And now, it is time to act on all this rambling, and go to the gym.

Wednesday, February 13, 2008

Silence


First Star I See Tonight, originally uploaded by Blue I'x.

I have been quiet here. Not quiet all around, but here - on this front. I have thought about closing this blog, thinking "I have other interests, other priorities, I don't want a blog". But then I think about the things it COULD be, if only I really wanted it to be...

Nonsense? Usually.

I think about turning it back into a dedicated dream blog. Sometimes I want it to be a journal. Sometimes I want to force myself back into fictional writing, and perhaps this would give me a place to do that... I don't know... For now, some really brief updates on the past year or so...

Brian and Spaces (his kitty) live with me now. We are working on home renovations when we can find moments to do it.

I am focusing my creative energy on photography, although I feel I'm at a wall in a sense - I want to do more with it, but feel like I don't have the knowledge required to take it much further... I am working on the "52 Weeks" project - a self portrait every week for a year. The photo posted here was from the same photoshoot as my "Week 15" shot. It's an interesting project sometimes.

Work is work. Always busy, stressful, but rewarding in the end.

Brian and I went on little mini weekend-trips every month last year until August. In August we went to Burningman. It was a pretty awesome trip. We rented a truck and camper, and lived in it for 2 weeks on our way to and from Burningman. Brian had never been, and it was exciting to introduce him to Black Rock City.

#### Problems and tasks
a – Tally how many lines of the records contain the string "waterway", counting only matches with the same case, and reply with the number alone.
b – Resume the blog post about the writer's past year, writing on from its final sentence about Black Rock City.
The blog post and the records that follow it come from unrelated sources.

#### Dataset content

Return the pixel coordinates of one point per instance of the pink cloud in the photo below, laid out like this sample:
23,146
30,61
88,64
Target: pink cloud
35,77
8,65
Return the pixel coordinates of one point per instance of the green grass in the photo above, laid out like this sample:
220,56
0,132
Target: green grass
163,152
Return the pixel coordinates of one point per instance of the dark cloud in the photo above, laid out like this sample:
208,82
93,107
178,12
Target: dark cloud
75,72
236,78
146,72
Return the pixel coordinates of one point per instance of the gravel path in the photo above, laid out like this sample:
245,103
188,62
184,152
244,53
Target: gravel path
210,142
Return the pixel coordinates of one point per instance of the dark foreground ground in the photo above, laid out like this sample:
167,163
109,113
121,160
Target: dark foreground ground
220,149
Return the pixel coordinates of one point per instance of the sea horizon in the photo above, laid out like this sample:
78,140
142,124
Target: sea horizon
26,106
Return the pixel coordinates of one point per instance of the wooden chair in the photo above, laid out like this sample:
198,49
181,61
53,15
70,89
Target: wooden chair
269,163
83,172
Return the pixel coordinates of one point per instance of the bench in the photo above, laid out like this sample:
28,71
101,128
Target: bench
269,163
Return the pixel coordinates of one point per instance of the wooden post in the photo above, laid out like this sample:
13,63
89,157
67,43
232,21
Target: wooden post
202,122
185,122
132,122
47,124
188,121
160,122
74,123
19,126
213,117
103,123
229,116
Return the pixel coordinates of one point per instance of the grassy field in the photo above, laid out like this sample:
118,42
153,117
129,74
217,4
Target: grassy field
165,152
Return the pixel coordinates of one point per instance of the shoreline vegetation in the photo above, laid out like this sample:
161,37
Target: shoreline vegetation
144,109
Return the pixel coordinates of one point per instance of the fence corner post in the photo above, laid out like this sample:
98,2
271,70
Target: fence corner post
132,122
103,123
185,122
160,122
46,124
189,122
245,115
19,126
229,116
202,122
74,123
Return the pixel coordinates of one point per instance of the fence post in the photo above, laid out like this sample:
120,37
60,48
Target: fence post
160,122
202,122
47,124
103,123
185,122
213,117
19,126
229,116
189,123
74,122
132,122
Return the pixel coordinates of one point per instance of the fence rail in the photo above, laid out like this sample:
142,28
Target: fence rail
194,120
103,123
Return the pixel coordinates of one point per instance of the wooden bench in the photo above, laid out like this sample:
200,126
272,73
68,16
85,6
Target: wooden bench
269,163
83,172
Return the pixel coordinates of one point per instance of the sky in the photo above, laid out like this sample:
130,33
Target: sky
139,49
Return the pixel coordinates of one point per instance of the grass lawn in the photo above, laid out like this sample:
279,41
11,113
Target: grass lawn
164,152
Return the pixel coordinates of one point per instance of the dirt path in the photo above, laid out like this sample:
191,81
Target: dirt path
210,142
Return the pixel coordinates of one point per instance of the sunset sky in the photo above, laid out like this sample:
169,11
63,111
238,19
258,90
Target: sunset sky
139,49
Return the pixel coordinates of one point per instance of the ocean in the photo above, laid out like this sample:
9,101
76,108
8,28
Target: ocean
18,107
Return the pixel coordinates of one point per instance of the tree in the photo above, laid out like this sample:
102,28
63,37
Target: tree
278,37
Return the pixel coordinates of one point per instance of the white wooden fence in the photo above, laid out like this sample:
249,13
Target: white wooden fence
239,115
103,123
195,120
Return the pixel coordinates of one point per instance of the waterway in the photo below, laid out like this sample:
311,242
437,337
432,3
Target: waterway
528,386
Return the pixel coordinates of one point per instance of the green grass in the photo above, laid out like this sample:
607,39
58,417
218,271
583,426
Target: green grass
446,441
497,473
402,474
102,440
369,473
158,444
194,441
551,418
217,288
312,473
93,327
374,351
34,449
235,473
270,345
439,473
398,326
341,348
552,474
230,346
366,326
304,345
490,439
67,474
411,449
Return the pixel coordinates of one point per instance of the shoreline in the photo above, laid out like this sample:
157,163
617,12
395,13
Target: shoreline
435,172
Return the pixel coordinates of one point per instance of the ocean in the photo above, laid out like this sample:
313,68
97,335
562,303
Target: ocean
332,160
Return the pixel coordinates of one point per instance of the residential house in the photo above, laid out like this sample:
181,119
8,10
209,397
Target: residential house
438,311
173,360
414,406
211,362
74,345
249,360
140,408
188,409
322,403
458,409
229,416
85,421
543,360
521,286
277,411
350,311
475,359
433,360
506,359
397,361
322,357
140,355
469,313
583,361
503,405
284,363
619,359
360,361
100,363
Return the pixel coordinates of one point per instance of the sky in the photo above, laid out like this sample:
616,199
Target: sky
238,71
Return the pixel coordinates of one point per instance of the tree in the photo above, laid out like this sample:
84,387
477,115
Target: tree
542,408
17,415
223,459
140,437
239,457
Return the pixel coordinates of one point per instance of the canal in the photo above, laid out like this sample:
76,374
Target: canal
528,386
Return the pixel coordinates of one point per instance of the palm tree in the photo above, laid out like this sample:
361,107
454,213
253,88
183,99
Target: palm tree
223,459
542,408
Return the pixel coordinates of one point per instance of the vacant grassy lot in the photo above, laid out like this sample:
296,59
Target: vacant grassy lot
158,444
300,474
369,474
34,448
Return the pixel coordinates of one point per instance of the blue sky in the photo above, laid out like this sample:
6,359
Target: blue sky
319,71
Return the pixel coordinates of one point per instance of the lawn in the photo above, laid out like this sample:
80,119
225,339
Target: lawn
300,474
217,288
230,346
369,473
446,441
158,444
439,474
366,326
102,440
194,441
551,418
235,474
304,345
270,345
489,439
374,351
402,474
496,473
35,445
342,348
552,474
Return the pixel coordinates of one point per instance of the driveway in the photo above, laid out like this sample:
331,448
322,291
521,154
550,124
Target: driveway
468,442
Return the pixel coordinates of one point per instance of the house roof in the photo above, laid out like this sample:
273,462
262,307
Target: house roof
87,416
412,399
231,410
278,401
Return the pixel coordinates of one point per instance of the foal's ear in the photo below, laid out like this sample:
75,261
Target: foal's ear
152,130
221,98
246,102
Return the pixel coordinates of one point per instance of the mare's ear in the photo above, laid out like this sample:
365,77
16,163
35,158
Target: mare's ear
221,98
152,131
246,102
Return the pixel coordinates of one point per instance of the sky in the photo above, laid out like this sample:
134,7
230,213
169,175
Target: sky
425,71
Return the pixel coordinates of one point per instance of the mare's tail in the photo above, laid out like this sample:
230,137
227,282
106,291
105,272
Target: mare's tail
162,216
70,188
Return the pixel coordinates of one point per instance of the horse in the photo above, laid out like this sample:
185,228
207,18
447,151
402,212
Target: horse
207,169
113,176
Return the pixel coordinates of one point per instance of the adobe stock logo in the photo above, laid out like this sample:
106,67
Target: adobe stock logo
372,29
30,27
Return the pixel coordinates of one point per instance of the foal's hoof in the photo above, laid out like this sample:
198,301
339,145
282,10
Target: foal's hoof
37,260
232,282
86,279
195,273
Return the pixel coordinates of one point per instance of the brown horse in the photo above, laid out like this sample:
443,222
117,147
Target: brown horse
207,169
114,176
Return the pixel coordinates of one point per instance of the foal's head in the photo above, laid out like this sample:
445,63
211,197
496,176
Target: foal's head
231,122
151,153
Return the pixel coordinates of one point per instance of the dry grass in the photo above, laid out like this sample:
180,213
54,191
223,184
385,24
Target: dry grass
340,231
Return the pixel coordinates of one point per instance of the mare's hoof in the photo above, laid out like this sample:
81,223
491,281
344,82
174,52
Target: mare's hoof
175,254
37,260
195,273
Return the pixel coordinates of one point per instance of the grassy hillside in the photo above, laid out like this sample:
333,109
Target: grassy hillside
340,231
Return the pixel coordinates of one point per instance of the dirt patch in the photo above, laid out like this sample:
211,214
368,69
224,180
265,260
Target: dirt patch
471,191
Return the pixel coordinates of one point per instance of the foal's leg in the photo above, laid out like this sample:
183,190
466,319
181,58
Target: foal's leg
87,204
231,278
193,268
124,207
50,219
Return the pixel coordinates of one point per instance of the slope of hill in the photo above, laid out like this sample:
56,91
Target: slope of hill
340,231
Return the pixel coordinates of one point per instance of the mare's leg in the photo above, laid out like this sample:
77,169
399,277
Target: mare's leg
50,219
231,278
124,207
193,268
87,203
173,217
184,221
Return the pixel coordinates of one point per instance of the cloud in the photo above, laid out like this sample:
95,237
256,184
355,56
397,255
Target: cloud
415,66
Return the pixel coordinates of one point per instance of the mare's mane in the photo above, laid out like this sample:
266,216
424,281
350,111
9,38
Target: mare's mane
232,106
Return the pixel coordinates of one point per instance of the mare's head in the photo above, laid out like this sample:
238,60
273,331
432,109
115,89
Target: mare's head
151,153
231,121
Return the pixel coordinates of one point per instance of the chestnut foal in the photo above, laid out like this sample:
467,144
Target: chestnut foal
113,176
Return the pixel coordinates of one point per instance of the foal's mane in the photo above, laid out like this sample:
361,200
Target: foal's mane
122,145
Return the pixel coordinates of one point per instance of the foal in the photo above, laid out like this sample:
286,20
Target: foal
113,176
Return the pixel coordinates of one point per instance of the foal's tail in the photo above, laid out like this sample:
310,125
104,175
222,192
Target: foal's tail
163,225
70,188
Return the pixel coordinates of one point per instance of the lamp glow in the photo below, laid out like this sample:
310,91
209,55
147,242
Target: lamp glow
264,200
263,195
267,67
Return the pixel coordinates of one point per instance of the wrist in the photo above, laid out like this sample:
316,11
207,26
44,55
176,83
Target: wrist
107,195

#### Expected results
a – 2

b –
We won't be attending Burningman this year. The theme this year is "The American Dream", which pisses me off more than I care to get into right now... Perhaps a rant for another day.

But even if it weren't for the theme, I don't know if I need to go back. This year was my third. It was still the amazing, surreal, unimaginable place it's always been, but I also would really like to do some other travel. I want to see other places and meet other people and experience other things that I never have before. And when I only have 2-3 weeks per year to travel, I can pretty much only do one "big" trip a year.

This fall was full of everything. Too busy for anything. Brian gave up his apartment in October, and "officially" moved in.

We've both been trying to focus on our health - better eating habits, more excercise. I've been going to the gym on most of my lunch hours. 4 times a week, on average I'd say. I'm hoping to add some yoga back into the mix again - Brian and I are going to take a class together on Monday and Thursday nights starting in March.

I went to Mexico in January with my sisters, my aunt, and her best friend. It was an amazing experience as well - having never been anywhere outside of Canada and the U.S. Mexico was so incredible, and I want to go back with Brian and my camera.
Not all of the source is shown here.